O QUE FAZER - Copie, sem alterações, a parte do texto sobre reajustes de planos de saúde começando em "O Instituto Brasileiro" e terminando em "12,21% e 49,81%.".
[TRECHO EXIBIDO]
Taxas de aumento, a princípio

O Instituto Brasileiro de Defesa do Consumidor (Idec) fez um levantamento sobre o acúmulo do reajuste e da cobrança retroativa e constatou aumentos das mensalidades que variam entre 12,21% e 49,81%.

A ANS estabeleceu a taxa limite de reajuste para planos individuais em 8,14%. Com a soma da parcela da cobrança retroativa o aumento fica um pouco acima dos 12%. Se ocorrer o acúmulo com a mudança de faixa etária de plano, que também implica aumento da mensalidade, o aumento vai para 35%, de uma única vez, entre as mensalidades de dezembro e de janeiro. Isso porque os reajustes de planos individuais são regulados pela ANS. Planos coletivos e planos coletivos de adesão, ambos isentos desse regulamento, podem superar os 49% de aumento quando ocorre mudança de faixa etária.

O Idec ressalta que esses valores são cálculos conservadores, baseados em médias. Os reajustes efetivamente aplicados podem superá-las. É o que tem constatado o Procon de São Paulo. De acordo com reclamações recebidas pelo órgão, há casos numerosos com aumentos muito maiores, chegando a absurdos 113%.
[/TRECHO EXIBIDO]
[LINHAS EXTRAÍDAS]
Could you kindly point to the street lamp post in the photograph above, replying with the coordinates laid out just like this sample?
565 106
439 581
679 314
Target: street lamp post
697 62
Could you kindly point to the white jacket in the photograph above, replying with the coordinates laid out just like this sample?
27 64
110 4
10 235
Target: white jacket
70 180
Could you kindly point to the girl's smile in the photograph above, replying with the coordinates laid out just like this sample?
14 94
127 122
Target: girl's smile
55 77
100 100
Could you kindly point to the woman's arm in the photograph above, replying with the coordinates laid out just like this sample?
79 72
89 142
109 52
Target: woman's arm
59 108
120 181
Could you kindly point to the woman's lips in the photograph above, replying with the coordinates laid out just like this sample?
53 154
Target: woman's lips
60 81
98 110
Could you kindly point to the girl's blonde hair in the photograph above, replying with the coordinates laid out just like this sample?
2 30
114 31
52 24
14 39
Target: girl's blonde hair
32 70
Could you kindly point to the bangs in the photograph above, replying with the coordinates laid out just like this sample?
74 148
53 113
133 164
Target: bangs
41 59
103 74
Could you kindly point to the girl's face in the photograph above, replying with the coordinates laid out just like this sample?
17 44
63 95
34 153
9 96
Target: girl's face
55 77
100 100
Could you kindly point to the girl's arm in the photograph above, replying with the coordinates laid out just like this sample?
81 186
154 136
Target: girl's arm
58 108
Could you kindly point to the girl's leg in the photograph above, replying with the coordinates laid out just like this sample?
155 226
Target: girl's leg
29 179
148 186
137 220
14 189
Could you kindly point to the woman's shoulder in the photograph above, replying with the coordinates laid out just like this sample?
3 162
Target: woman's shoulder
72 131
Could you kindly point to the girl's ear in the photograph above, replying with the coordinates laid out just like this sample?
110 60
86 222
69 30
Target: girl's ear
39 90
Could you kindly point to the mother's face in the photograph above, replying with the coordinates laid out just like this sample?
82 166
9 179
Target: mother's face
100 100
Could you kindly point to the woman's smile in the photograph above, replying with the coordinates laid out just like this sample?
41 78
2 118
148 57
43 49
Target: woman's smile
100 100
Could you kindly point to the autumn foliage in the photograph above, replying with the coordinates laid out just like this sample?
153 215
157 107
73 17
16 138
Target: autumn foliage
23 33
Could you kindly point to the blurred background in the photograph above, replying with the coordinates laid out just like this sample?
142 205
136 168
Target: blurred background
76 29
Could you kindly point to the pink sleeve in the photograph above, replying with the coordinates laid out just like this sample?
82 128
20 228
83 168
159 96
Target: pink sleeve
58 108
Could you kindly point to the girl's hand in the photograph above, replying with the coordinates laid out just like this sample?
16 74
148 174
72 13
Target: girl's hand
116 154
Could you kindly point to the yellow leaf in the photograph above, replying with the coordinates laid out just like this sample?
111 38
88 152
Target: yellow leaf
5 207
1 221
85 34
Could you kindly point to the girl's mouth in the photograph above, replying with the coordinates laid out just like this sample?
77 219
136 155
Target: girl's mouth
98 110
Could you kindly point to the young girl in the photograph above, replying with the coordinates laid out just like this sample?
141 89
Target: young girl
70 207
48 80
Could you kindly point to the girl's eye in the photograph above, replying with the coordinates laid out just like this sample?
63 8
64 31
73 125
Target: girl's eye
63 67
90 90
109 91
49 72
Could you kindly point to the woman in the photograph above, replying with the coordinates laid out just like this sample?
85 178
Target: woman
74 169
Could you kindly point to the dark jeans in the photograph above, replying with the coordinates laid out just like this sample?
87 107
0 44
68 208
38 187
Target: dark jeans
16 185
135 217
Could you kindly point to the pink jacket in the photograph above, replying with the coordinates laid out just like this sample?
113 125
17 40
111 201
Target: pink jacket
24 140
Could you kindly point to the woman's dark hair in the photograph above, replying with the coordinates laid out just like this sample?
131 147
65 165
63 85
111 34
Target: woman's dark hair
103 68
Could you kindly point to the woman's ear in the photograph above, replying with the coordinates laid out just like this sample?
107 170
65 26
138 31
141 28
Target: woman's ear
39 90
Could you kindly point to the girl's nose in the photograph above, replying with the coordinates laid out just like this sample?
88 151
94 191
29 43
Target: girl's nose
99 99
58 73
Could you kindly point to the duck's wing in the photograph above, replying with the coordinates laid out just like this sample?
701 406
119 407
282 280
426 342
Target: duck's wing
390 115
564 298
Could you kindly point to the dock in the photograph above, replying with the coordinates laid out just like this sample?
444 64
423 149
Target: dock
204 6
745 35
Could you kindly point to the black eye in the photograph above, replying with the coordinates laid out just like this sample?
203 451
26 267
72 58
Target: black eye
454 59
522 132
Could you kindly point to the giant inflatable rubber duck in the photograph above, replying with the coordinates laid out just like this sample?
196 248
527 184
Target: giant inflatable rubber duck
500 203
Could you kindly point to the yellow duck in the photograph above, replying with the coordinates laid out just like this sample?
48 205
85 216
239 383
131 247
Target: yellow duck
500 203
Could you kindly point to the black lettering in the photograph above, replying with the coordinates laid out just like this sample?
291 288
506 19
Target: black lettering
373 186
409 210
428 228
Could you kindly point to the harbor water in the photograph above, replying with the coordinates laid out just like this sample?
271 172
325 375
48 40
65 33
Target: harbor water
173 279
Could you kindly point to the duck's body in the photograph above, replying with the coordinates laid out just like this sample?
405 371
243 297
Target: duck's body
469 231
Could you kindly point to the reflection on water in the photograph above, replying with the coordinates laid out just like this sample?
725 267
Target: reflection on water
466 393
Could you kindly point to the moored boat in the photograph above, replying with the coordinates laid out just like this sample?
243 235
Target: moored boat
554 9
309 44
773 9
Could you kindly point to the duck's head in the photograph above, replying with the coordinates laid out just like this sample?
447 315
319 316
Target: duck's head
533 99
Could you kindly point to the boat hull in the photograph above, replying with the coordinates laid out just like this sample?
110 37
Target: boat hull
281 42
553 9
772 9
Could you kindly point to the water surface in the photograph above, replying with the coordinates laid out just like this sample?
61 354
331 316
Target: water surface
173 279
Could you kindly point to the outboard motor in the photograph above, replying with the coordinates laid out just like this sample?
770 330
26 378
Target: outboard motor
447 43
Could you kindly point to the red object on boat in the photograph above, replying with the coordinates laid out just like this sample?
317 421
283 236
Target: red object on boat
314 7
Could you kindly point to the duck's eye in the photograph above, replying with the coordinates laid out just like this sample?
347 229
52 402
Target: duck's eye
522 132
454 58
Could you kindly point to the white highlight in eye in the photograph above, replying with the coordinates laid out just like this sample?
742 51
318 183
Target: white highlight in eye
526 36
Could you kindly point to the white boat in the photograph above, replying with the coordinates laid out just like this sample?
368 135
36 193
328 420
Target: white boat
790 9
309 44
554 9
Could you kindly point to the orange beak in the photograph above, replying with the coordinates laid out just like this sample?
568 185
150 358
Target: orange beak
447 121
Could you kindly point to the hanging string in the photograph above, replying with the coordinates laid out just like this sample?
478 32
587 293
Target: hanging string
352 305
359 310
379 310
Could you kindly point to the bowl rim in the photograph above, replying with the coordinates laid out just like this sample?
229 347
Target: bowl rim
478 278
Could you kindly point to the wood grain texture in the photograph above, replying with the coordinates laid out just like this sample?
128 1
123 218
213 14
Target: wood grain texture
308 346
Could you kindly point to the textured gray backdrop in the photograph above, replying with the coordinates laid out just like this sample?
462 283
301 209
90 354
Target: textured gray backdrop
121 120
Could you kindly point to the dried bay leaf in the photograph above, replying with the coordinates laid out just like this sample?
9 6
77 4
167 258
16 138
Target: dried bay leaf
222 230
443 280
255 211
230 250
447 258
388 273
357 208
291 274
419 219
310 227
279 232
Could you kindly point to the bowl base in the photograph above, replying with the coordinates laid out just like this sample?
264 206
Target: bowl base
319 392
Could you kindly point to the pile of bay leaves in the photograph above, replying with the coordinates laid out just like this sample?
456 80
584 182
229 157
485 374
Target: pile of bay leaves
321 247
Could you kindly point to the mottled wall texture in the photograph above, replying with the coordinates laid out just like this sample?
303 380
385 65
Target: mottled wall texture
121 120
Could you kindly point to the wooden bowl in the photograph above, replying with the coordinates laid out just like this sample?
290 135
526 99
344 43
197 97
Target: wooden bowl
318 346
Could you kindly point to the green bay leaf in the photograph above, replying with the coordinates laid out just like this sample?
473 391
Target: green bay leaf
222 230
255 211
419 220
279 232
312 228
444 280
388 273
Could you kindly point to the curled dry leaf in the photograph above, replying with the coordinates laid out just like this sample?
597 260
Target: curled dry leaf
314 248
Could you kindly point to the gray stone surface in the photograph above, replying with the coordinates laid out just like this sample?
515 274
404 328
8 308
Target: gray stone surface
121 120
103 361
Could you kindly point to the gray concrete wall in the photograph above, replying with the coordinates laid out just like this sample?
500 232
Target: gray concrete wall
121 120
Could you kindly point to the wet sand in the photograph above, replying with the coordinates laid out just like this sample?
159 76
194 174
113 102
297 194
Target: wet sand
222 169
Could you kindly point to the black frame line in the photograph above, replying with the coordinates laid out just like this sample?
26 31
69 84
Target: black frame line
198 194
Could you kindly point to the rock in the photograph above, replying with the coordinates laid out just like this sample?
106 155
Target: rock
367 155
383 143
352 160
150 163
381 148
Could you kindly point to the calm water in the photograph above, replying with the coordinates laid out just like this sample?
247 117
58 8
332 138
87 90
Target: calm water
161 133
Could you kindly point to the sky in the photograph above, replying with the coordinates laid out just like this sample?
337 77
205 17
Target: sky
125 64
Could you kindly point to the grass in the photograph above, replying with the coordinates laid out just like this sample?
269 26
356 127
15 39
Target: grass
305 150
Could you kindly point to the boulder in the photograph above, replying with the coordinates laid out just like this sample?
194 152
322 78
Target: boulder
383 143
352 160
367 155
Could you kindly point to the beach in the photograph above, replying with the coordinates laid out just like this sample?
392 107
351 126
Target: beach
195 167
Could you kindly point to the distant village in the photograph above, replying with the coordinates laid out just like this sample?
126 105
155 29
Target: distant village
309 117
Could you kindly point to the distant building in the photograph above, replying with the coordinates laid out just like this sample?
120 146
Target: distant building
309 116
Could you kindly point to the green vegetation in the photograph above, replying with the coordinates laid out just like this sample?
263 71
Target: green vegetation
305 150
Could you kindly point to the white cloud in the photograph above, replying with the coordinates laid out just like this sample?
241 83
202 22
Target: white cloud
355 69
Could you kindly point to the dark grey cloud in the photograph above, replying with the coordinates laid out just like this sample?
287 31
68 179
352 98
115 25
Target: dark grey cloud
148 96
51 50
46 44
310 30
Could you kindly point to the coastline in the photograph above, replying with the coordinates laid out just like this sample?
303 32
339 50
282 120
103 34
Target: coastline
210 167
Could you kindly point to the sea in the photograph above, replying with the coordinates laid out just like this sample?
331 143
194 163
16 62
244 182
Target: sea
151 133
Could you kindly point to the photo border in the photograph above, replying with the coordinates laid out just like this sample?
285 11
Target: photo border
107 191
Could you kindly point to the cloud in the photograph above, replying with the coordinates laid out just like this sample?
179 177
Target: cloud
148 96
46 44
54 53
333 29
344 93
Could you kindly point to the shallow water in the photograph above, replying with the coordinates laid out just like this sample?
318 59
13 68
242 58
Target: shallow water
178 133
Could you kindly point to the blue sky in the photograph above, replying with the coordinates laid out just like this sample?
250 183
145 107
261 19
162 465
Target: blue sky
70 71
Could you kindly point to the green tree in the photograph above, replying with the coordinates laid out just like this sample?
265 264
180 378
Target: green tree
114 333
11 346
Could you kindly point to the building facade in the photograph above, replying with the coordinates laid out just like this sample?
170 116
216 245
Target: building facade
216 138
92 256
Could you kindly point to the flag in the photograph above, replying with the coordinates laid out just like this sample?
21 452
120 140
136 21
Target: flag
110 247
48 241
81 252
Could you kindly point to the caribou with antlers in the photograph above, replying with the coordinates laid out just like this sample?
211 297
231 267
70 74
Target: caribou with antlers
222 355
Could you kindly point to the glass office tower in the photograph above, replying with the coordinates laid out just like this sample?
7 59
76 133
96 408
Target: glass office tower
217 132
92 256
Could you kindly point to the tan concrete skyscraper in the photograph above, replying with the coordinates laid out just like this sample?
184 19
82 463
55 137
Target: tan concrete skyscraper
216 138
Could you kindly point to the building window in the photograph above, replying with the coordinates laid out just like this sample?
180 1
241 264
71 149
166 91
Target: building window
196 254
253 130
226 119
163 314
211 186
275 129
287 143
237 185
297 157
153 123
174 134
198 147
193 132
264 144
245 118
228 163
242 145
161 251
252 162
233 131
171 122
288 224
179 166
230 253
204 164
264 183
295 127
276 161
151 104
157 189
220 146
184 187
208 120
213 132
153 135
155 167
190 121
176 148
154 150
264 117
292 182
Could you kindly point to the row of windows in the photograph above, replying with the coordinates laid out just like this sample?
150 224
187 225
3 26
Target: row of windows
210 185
[/LINHAS EXTRAÍDAS]
RESPOSTA DA TAREFA -
O Instituto Brasileiro de Defesa do Consumidor (Idec) fez um levantamento sobre o acúmulo do reajuste e da cobrança retroativa e constatou aumentos das mensalidades que variam entre 12,21% e 49,81%.